## begin Excerpted text

Live-Action TV[edit | hide]

  • An episode of Burn Notice has Michael do this once: Brennan the arms dealer is back for revenge, and he's holding Michael's brother hostage to get him to do his bidding. Michael is forced to comply, all the while surreptitiously contacting Sam and Fiona to try and find something they can use to make Brennan release his grip. In the end, Michael strings together the clues they find and figures out Brennan's weak point: he bluffs Brennan into thinking he's got an assassin positioned in Europe to kill his beloved daughter. Brennan is shocked that Michael would pull such a dirty trick and surrenders.
  • In NCIS Rene Benoit, aka La Grenouille, the Chessmaster target of the entire preceding season's Long Game sting operation, is the father of Jeanne Benoit.
    • Also let's not forget Ari Haswari who was Ziva's half-brother.
  • From Canadian drama show Flashpoint, one episode has a drug lord begging the man holding a gun to his fellow drug lord ... and brother.
  • From the first-season Law and Order episode "The Secret Sharers": The victim was a drug dealer and paroled rapist who was believed to have been murdered in retaliation for raping the murderer's girlfriend. His parole officer said that he was one step over a slug. Yet he regularly gave money to support his young daughter. One of the detectives said "Hey, you think he's crap? I think he's crap!...but he had a little girl who thought he was Mister Rogers."

## end Excerpted text
## begin Information shown

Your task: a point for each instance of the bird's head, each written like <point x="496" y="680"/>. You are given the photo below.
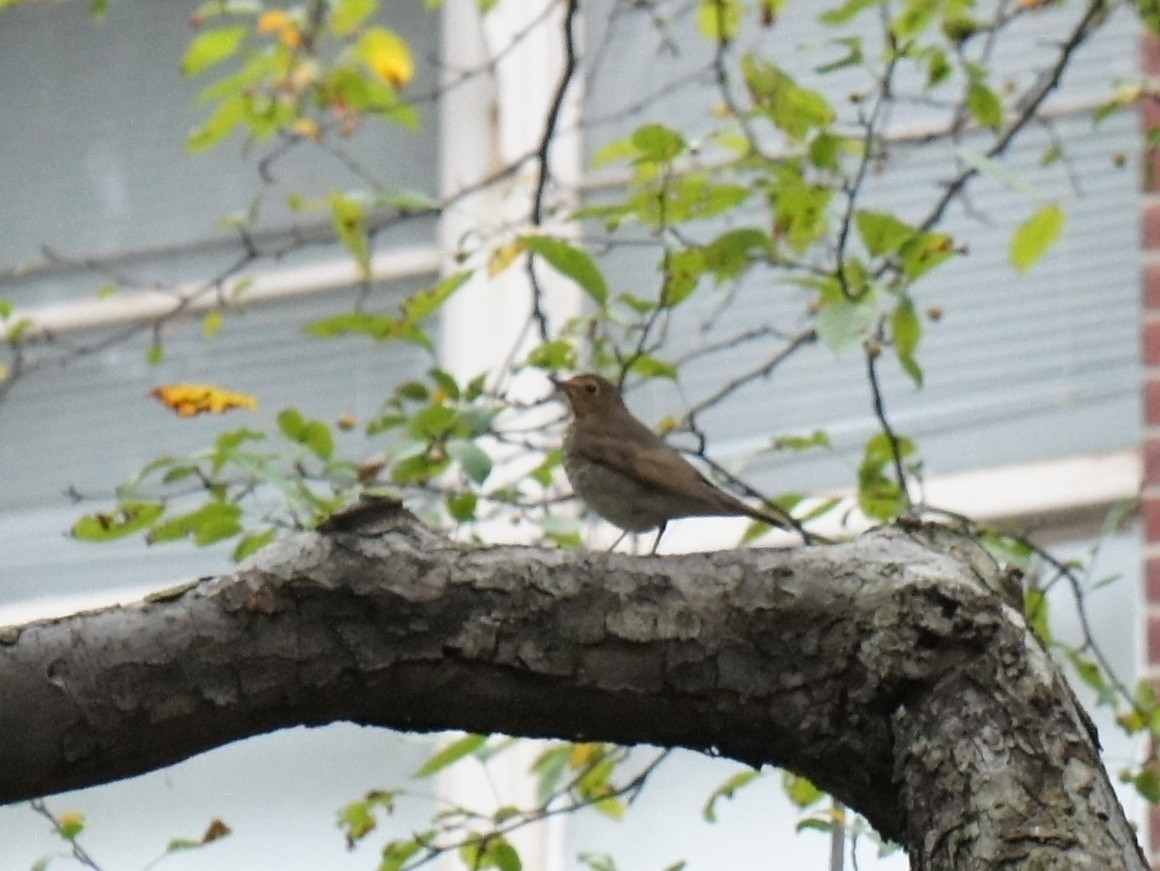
<point x="591" y="396"/>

## end Information shown

__Exercise description__:
Rewrite everything from "Live-Action TV[edit |" down to "of Jeanne Benoit." in the TV excerpt, renaming "arms dealer" to "weapons dealer". The data has no connection to the TV excerpt.

__Finished exercise__:
Live-Action TV[edit | hide]

  • An episode of Burn Notice has Michael do this once: Brennan the weapons dealer is back for revenge, and he's holding Michael's brother hostage to get him to do his bidding. Michael is forced to comply, all the while surreptitiously contacting Sam and Fiona to try and find something they can use to make Brennan release his grip. In the end, Michael strings together the clues they find and figures out Brennan's weak point: he bluffs Brennan into thinking he's got an assassin positioned in Europe to kill his beloved daughter. Brennan is shocked that Michael would pull such a dirty trick and surrenders.
  • In NCIS Rene Benoit, aka La Grenouille, the Chessmaster target of the entire preceding season's Long Game sting operation, is the father of Jeanne Benoit.